Task material:
***
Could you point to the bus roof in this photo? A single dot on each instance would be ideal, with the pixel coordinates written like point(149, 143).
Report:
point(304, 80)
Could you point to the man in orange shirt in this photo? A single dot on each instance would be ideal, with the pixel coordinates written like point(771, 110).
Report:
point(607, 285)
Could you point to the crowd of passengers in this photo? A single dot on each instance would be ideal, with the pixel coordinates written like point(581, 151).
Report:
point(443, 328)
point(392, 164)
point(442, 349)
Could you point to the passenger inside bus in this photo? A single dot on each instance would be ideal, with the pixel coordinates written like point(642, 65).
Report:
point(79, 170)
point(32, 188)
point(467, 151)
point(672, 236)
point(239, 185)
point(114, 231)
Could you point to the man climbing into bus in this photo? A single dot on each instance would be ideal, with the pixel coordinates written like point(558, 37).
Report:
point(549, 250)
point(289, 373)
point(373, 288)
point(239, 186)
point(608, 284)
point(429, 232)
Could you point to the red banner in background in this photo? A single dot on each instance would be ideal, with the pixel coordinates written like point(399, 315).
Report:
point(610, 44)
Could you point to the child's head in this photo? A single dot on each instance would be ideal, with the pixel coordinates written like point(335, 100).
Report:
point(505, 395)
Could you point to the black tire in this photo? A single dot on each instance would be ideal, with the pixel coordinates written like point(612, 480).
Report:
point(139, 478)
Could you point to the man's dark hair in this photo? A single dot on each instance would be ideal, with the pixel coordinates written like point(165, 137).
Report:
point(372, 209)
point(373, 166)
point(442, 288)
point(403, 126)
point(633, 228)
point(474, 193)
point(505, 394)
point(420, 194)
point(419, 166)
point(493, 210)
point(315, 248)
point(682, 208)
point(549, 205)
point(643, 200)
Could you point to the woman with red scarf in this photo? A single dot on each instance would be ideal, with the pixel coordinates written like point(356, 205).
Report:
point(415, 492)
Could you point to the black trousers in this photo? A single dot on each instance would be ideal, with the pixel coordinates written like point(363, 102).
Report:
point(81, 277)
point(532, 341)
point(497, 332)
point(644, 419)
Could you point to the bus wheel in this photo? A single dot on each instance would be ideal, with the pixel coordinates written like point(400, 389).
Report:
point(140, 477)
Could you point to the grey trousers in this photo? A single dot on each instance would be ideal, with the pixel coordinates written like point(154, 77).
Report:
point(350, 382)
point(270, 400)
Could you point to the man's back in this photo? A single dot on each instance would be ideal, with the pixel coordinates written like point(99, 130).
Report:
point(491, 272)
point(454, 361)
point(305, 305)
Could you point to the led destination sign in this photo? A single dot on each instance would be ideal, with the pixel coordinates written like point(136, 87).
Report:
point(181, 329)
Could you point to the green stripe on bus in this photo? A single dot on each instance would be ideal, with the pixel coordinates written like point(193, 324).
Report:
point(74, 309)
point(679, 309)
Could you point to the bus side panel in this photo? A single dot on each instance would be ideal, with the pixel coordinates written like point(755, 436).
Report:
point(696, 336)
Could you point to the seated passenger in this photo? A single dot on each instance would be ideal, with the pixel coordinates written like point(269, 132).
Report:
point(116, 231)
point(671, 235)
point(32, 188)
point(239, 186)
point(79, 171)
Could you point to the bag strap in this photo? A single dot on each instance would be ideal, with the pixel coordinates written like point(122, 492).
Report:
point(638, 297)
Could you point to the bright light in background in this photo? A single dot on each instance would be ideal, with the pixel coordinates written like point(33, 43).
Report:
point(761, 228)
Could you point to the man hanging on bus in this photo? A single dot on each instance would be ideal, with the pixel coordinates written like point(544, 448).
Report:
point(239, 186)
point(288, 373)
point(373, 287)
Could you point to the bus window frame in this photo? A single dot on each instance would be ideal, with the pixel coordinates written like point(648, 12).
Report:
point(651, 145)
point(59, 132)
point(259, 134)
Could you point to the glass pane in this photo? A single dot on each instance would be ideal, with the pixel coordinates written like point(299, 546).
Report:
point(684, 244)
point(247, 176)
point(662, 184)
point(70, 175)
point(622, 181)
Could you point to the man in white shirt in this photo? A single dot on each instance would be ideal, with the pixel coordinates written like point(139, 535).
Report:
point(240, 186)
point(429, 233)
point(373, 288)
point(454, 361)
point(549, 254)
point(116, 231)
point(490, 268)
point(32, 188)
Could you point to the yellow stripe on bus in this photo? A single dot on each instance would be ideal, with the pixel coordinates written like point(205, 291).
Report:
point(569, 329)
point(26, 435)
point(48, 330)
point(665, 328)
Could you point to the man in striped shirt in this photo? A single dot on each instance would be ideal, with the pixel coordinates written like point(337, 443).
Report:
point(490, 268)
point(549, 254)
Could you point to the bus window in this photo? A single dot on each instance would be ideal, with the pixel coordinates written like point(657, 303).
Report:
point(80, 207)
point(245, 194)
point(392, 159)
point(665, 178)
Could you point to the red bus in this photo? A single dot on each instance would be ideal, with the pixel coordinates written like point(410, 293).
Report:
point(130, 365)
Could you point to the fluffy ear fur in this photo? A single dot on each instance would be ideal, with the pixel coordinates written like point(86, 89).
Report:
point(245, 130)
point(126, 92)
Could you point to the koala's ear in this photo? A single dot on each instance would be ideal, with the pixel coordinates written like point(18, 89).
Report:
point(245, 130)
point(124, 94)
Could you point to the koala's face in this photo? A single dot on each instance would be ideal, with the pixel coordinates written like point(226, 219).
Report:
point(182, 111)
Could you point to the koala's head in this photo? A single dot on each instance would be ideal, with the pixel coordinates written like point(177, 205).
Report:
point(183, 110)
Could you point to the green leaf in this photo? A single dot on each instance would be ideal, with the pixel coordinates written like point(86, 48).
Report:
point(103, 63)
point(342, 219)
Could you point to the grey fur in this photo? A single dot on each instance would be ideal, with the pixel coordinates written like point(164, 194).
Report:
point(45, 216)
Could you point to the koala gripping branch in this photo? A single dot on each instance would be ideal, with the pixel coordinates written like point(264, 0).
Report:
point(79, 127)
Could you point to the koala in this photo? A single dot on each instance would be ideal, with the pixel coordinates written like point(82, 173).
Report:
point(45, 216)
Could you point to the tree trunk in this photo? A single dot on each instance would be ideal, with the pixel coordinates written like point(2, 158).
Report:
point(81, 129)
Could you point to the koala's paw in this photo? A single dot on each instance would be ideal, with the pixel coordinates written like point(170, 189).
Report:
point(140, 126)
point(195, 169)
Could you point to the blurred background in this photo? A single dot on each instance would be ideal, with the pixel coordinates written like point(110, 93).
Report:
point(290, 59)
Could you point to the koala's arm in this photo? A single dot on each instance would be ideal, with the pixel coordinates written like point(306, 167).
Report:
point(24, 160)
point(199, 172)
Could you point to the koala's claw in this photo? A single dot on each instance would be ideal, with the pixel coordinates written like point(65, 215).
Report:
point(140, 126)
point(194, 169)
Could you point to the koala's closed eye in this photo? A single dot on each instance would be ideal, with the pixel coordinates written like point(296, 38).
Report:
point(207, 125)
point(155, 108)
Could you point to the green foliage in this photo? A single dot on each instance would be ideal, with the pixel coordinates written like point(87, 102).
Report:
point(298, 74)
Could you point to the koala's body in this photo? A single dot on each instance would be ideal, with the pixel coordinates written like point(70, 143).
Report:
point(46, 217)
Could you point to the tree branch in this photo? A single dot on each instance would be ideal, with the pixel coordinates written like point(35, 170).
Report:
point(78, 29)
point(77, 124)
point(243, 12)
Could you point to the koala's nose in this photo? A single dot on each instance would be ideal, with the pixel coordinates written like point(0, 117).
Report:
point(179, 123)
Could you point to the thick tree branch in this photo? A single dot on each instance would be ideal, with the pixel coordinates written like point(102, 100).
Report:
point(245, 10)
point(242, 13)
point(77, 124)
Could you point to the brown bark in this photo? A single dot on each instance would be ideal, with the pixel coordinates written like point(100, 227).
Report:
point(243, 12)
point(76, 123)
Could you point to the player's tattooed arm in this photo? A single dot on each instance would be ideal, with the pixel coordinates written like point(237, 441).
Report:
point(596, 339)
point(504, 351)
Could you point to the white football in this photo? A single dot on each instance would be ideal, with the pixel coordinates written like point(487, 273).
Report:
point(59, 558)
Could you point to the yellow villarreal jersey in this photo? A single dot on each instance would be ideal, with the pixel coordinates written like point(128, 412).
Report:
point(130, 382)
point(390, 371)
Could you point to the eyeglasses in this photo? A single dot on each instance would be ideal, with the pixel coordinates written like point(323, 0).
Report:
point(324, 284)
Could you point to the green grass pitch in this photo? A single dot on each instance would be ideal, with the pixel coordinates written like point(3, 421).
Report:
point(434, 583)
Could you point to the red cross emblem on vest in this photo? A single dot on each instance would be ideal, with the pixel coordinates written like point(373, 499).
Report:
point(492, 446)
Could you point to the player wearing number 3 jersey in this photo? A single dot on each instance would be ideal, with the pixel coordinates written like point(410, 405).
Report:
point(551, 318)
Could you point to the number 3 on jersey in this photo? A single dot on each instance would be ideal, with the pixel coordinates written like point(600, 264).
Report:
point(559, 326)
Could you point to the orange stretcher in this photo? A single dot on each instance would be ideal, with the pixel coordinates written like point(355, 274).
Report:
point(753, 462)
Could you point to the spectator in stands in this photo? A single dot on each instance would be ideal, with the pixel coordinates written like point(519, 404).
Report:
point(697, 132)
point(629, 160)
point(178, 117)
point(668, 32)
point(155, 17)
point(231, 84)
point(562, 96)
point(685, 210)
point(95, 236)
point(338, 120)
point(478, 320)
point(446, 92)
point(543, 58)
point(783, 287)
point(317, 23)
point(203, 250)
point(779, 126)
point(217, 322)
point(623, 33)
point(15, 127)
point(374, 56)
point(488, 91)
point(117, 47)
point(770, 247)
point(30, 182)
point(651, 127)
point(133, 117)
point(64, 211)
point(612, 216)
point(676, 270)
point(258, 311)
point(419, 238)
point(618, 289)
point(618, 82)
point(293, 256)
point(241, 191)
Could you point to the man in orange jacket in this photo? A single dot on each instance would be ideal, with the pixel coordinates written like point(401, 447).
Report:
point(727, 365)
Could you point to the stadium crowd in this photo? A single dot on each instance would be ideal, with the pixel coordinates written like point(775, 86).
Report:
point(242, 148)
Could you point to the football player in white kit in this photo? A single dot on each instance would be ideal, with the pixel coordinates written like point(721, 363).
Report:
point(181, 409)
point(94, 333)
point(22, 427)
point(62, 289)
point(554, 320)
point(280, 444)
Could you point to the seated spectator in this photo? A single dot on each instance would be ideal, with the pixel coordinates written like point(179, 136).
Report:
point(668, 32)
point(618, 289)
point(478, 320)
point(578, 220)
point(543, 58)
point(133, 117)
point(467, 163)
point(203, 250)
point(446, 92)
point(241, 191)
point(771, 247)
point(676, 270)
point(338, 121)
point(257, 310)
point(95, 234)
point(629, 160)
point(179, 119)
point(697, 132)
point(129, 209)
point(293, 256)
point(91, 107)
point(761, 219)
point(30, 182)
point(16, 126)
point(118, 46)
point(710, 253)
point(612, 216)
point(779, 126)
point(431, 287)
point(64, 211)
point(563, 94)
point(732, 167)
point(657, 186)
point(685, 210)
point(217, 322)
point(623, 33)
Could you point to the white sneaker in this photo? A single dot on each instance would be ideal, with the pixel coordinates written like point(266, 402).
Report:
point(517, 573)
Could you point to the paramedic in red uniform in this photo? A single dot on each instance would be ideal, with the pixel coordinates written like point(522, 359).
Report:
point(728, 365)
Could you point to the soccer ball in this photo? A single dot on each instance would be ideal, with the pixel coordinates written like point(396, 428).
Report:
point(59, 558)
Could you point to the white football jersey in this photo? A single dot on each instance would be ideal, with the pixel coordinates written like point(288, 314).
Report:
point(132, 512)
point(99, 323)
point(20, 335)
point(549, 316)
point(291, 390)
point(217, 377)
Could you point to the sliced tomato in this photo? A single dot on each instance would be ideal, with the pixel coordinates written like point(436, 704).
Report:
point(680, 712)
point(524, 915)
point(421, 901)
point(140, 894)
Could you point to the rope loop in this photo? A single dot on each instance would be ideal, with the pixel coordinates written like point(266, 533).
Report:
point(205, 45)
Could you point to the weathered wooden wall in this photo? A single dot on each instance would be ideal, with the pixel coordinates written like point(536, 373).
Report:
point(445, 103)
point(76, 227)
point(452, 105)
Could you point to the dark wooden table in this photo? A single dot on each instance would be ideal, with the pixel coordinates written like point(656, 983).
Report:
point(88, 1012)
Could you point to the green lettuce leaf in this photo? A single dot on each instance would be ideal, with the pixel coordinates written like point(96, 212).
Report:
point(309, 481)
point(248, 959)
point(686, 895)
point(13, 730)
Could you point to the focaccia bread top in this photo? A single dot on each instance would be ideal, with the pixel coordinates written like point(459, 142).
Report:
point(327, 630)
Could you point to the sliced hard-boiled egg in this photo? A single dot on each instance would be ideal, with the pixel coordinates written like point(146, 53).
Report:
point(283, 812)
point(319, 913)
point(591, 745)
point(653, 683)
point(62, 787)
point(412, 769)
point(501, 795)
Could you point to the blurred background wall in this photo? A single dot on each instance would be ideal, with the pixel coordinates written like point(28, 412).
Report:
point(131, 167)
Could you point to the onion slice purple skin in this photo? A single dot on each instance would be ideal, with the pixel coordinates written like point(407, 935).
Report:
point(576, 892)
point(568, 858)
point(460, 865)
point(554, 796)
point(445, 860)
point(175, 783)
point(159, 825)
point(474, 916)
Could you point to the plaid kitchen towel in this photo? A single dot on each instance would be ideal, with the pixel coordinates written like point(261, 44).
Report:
***
Task statement: Format the lines of the entries above as a Markdown table with the columns "Row" and "Line", starting at the line that contains "Could you point to the player wearing" and ending at the line that contains "point(753, 462)". Number the rows in order and leave out any blank lines.

Answer:
| Row | Line |
|---|---|
| 1 | Could you point to the player wearing number 3 jersey in this photo? A single dot on each instance would be ideal, with the pixel coordinates written like point(410, 405). |
| 2 | Report: |
| 3 | point(551, 318) |
| 4 | Could you point to the number 3 on jersey in this photo? A single dot on each instance would be ideal, with the pixel coordinates written like point(600, 264). |
| 5 | Report: |
| 6 | point(559, 326) |
| 7 | Could you point to the orange stretcher in this photo? A single dot on each instance would be ideal, with the pixel coordinates written like point(355, 274). |
| 8 | Report: |
| 9 | point(753, 462) |